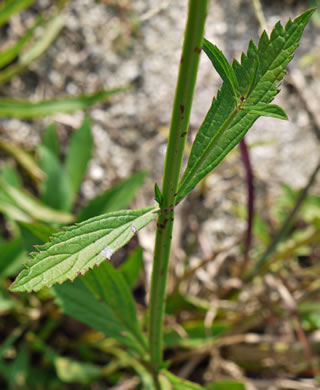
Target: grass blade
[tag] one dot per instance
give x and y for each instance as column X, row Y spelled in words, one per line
column 26, row 110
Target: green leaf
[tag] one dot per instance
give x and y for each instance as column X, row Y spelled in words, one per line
column 118, row 197
column 13, row 256
column 78, row 301
column 26, row 110
column 50, row 140
column 79, row 155
column 81, row 247
column 266, row 110
column 24, row 159
column 17, row 371
column 226, row 385
column 10, row 8
column 196, row 335
column 179, row 383
column 132, row 267
column 222, row 66
column 34, row 234
column 74, row 371
column 56, row 189
column 9, row 208
column 226, row 123
column 30, row 205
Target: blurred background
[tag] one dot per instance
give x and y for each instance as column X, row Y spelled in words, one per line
column 86, row 89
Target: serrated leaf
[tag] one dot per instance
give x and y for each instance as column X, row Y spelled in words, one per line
column 79, row 155
column 77, row 300
column 111, row 288
column 81, row 247
column 26, row 110
column 117, row 198
column 13, row 256
column 222, row 66
column 226, row 123
column 261, row 109
column 34, row 234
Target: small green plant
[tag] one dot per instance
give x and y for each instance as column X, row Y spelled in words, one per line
column 99, row 295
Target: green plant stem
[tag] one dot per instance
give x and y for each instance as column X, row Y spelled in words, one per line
column 178, row 131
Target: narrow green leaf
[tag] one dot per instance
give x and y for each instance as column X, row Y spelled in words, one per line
column 226, row 123
column 226, row 385
column 222, row 66
column 79, row 154
column 26, row 110
column 262, row 109
column 32, row 206
column 25, row 160
column 118, row 197
column 74, row 371
column 81, row 247
column 110, row 286
column 11, row 8
column 13, row 256
column 179, row 383
column 78, row 301
column 132, row 267
column 56, row 189
column 50, row 140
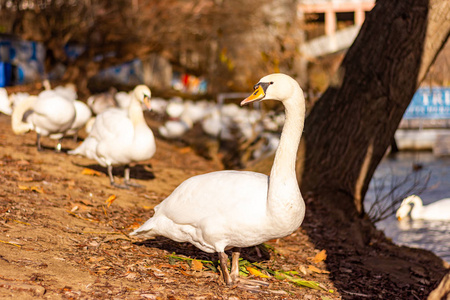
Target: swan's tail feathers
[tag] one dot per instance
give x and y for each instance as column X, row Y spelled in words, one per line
column 145, row 230
column 20, row 114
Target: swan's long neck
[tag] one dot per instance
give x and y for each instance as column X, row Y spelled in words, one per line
column 135, row 112
column 283, row 184
column 17, row 123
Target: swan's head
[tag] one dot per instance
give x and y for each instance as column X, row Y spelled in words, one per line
column 142, row 93
column 276, row 86
column 405, row 207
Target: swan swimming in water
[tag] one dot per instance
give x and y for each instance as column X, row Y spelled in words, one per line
column 439, row 210
column 232, row 209
column 120, row 137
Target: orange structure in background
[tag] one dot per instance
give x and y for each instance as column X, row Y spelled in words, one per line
column 331, row 7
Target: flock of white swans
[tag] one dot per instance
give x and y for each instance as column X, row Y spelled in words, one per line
column 233, row 209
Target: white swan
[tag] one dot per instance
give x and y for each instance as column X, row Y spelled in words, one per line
column 83, row 112
column 83, row 115
column 48, row 114
column 231, row 209
column 120, row 137
column 439, row 210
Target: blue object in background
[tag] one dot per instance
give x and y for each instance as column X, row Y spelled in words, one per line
column 429, row 103
column 5, row 74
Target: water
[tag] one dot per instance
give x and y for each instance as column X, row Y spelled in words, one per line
column 395, row 178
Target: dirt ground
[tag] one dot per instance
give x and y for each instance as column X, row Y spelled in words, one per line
column 64, row 234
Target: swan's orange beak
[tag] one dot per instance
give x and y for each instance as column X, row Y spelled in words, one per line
column 147, row 102
column 258, row 94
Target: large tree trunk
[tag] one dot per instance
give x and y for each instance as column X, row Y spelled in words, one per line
column 351, row 126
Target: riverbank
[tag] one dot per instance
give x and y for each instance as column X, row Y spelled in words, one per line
column 64, row 234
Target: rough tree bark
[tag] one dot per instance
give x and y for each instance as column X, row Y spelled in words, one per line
column 351, row 126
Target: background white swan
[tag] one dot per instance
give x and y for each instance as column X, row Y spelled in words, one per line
column 232, row 209
column 48, row 114
column 120, row 137
column 83, row 112
column 412, row 205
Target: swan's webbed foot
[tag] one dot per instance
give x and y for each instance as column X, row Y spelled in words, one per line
column 38, row 143
column 120, row 186
column 133, row 184
column 113, row 183
column 127, row 179
column 224, row 267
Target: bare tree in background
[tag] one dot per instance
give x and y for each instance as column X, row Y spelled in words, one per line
column 351, row 126
column 218, row 39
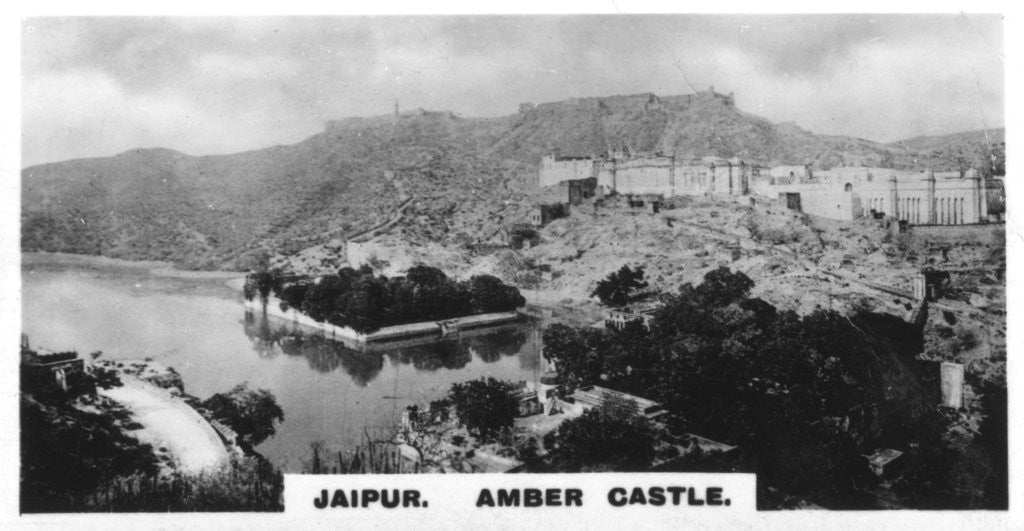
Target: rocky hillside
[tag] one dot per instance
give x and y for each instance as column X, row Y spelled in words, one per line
column 468, row 177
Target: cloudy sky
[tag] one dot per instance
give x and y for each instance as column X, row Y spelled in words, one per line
column 98, row 86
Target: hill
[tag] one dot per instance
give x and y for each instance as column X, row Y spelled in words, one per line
column 468, row 177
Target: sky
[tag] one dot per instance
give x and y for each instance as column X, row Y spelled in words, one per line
column 99, row 86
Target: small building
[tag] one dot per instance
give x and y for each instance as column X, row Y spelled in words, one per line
column 528, row 402
column 791, row 200
column 929, row 284
column 880, row 461
column 544, row 214
column 42, row 367
column 951, row 385
column 617, row 318
column 581, row 189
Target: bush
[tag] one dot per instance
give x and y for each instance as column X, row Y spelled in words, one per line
column 616, row 289
column 612, row 435
column 484, row 406
column 253, row 414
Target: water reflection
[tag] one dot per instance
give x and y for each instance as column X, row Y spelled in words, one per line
column 271, row 337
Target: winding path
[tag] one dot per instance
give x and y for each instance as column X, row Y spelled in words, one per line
column 169, row 423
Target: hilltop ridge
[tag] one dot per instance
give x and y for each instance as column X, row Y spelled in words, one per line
column 470, row 175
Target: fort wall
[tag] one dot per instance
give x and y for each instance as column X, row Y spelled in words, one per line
column 920, row 197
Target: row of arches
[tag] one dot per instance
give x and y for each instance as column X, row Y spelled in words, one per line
column 948, row 211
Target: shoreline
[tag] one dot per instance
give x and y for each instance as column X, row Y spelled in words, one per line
column 352, row 338
column 154, row 267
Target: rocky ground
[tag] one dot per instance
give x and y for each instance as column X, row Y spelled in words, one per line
column 798, row 263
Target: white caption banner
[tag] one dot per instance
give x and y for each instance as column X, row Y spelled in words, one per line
column 525, row 498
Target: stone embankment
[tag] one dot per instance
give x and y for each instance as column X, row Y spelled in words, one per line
column 272, row 308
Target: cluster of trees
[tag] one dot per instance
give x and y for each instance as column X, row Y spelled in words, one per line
column 484, row 406
column 358, row 299
column 803, row 397
column 620, row 286
column 252, row 413
column 612, row 436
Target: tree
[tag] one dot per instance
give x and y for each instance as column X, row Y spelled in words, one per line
column 612, row 435
column 721, row 286
column 487, row 295
column 619, row 286
column 253, row 414
column 484, row 405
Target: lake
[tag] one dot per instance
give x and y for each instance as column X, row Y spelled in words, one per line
column 196, row 323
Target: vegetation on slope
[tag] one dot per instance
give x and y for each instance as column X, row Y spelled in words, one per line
column 804, row 398
column 466, row 174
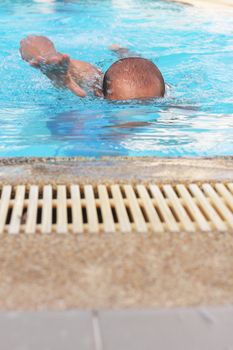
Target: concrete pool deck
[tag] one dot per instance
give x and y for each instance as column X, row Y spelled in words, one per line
column 190, row 328
column 110, row 271
column 114, row 169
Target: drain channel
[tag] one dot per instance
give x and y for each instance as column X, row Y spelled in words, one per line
column 116, row 208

## Task prompt
Wherever the string "rocky" appears in the records, copy the whole line.

## Task response
Target: rocky hillside
Target: rocky ground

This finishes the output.